## Data section
=====
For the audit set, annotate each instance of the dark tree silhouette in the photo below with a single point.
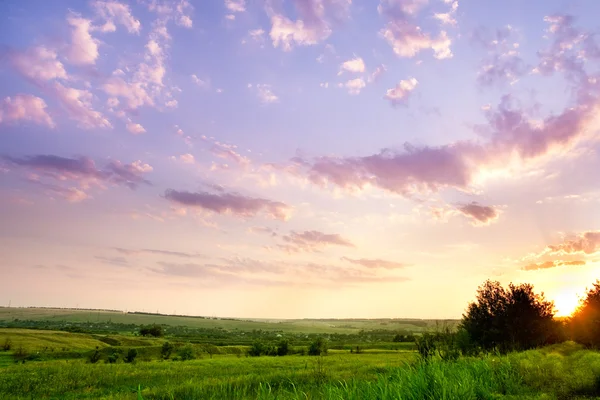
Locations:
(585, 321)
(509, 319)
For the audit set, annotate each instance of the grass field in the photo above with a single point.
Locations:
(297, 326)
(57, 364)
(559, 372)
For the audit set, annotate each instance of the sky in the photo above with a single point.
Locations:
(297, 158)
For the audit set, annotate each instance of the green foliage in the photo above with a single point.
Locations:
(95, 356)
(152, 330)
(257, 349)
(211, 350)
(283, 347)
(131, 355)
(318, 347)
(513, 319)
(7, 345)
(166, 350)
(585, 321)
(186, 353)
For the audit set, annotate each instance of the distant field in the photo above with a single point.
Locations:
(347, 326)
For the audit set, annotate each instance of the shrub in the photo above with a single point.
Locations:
=====
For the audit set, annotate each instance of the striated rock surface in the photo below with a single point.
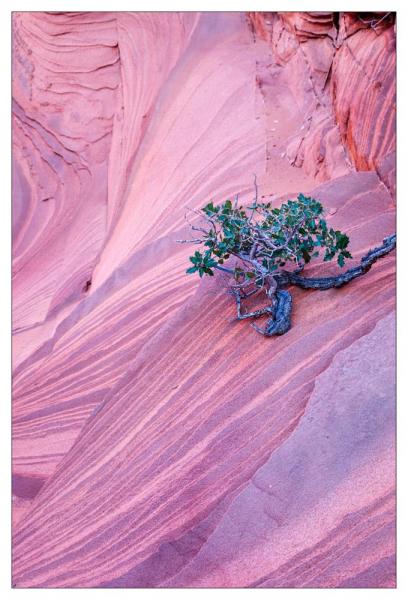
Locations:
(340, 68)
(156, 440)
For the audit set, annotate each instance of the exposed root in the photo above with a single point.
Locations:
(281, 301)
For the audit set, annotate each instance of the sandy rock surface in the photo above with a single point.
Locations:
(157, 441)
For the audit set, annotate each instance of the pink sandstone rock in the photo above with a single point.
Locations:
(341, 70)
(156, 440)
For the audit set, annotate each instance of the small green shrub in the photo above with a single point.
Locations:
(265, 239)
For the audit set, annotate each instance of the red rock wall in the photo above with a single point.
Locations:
=====
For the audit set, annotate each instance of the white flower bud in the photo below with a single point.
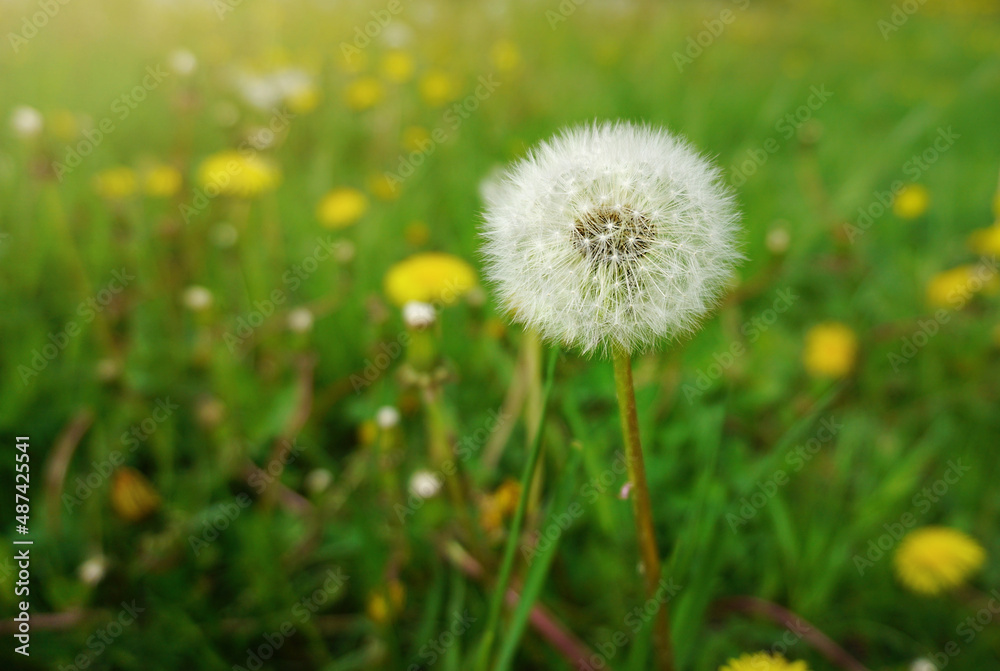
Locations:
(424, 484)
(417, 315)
=====
## Stated goal
Pick out every line in the records above that contains the word "below", and copy each of those lines in full.

## Response
For the audit set, annotate each instance of the dark tree silhouette in the photo below with a single point.
For the audit set, annotate each instance of the striated rock surface in the photo below with a single point.
For the audit set, annotate each instance of the white flower bud in the photo below with a single point.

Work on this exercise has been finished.